Reproduce this listing in full.

###

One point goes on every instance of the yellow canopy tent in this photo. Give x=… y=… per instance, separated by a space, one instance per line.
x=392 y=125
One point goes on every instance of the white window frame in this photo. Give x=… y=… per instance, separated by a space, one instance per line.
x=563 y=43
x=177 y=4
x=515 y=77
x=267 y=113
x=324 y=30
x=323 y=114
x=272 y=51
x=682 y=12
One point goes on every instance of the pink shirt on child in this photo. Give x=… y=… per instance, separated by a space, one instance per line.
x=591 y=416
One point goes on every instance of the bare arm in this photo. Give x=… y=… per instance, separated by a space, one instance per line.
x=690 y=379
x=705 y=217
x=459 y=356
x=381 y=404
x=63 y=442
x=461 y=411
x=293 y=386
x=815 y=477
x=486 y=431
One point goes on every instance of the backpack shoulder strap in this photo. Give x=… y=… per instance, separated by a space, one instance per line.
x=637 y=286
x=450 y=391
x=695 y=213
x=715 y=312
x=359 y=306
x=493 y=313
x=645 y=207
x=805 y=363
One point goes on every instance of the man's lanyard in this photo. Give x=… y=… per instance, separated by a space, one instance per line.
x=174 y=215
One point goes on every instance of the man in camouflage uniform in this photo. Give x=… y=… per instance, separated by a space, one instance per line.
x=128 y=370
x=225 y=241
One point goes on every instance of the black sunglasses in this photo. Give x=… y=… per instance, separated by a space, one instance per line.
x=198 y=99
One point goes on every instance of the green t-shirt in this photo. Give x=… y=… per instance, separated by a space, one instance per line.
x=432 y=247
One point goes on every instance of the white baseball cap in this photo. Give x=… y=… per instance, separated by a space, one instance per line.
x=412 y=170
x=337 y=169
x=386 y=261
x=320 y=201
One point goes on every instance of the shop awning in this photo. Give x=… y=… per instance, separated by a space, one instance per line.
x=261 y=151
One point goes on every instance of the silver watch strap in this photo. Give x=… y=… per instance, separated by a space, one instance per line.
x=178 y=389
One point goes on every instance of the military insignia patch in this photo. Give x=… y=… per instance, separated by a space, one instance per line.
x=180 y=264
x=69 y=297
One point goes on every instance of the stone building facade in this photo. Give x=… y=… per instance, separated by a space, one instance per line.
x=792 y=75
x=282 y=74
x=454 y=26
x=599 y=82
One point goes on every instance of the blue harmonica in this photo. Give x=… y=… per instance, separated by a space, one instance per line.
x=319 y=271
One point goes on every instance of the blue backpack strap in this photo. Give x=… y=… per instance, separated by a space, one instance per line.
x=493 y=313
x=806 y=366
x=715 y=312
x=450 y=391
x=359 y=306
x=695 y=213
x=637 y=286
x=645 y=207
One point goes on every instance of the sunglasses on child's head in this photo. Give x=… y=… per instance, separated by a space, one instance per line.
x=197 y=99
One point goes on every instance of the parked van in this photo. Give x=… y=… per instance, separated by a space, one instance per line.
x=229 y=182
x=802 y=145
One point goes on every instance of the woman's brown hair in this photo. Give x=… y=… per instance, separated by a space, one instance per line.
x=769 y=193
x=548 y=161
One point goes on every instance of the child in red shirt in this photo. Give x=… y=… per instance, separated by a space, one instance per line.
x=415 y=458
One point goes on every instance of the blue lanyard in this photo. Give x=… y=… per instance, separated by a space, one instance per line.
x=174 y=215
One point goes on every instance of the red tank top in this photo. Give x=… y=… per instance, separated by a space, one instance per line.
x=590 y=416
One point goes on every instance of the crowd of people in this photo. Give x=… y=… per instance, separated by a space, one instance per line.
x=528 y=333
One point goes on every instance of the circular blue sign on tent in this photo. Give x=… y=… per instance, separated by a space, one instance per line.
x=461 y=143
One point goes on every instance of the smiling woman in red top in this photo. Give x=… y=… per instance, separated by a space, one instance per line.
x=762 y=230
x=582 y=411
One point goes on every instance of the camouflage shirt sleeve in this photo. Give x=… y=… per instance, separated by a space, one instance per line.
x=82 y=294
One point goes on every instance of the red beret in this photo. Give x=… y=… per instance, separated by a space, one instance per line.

###

Final answer:
One point goes on every instance of the yellow canopy tent in this photo. Give x=… y=… per instance, separated by a space, one instance per line.
x=392 y=125
One point goes on every instance of the white window frame in this photo. Give x=… y=… per instance, separated by a space, one instance per line.
x=563 y=43
x=177 y=4
x=515 y=77
x=267 y=113
x=324 y=30
x=323 y=114
x=272 y=51
x=682 y=12
One point goes on every instance of the pink shirt on child in this photo. Give x=… y=… per instance, separated by a space, one instance per line.
x=591 y=416
One point goes on every instance of the bare arm in this photo. Give x=… y=… per instance, separated by a space, one instance per line.
x=690 y=379
x=705 y=217
x=459 y=356
x=381 y=404
x=63 y=442
x=461 y=411
x=293 y=386
x=815 y=477
x=486 y=431
One point goes on every instance of the backpack shoulder strap in this photo. Give x=… y=… per instance, separated by a space, one instance per line.
x=637 y=286
x=450 y=391
x=695 y=213
x=715 y=312
x=359 y=306
x=493 y=313
x=645 y=207
x=805 y=363
One point goes on every instance of the man's lanyard in this photo. Give x=… y=… per instance, separated by a space, one instance per line.
x=174 y=215
One point goes on every instance of the man in camouflage uniform in this photo. Give x=… y=… per instance, separated by a space, one instance per line.
x=128 y=370
x=225 y=241
One point goes on every instance of the black sunglasses in this photo. Give x=… y=… per instance, separated by a space, one instance per line.
x=198 y=99
One point goes on every instance of the green t-shirt in this photo. Give x=… y=… per instance, separated by a space, one instance per line.
x=432 y=247
One point goes on every instance of the white baseball cap in this photo. Give x=… y=… per instance, separated by a space, one instance per line.
x=412 y=170
x=337 y=169
x=386 y=261
x=320 y=201
One point goes on every instance of the shop awning in this photo. Give x=… y=… per instance, separated by a space, one instance per line.
x=261 y=151
One point goes on every instance of the silver watch strap in this photo. Give x=… y=… per instance, separated by a space, one instance per line.
x=178 y=389
One point goes on every instance of the military insignia patch in this photo. Give x=… y=… per instance, separated by a space, one instance per line.
x=180 y=264
x=69 y=297
One point goes on every instance of the stone building facade in this photo. Give x=… y=… per instance, separated by a space, one instance per line.
x=792 y=75
x=282 y=74
x=454 y=26
x=599 y=82
One point goes on every instance of the blue harmonica in this photo. Give x=… y=… per instance, separated by a space, one instance per line.
x=319 y=271
One point goes on every instance of the blue backpack strap in this photo. Give x=… y=… per instance, separated by a space, one instance per line.
x=493 y=313
x=806 y=366
x=715 y=312
x=450 y=391
x=359 y=306
x=695 y=213
x=637 y=286
x=645 y=207
One point goes on every instance of the sunglasses on child's head in this photo. Give x=… y=… per instance, separated by a space, one instance per line.
x=197 y=99
One point goes on every instance of the parked van in this photo. Give x=… y=… per instance, separated by a space, one instance per line.
x=229 y=182
x=802 y=145
One point goes on every instance of the woman's brown hair in this photo. Give x=… y=… per instance, separated by a space, one instance per line.
x=769 y=193
x=548 y=161
One point goes on every instance of the child in red shirt in this photo. Give x=… y=… per instance, separated by a space, one instance per line.
x=415 y=458
One point goes on every instance of the blue lanyard in this photo. Give x=… y=… per instance, separated by a space, one instance per line.
x=174 y=215
One point goes on every instance of the red tank top in this photo. Give x=… y=… per instance, separated by a space, one instance per line.
x=590 y=416
One point goes on every instance of the crowd of people in this photo. Give x=… y=… per instance, separated by a space, one instance per line.
x=528 y=333
One point goes on every instance of the circular blue sign on tent in this photo. Give x=… y=… per instance, separated by a space, one instance per line.
x=461 y=143
One point goes on every instance of the smiling woman in red top in this photo. Give x=… y=… per instance, separated by a space, one instance per line.
x=762 y=230
x=582 y=411
One point goes on every instance of the camouflage shirt sleeve in this photo. Give x=… y=… per instance, separated by a space, one instance per line.
x=82 y=294
One point goes on every instance of the red beret in this photo. Give x=… y=… per instance, separated by a space, one instance per line.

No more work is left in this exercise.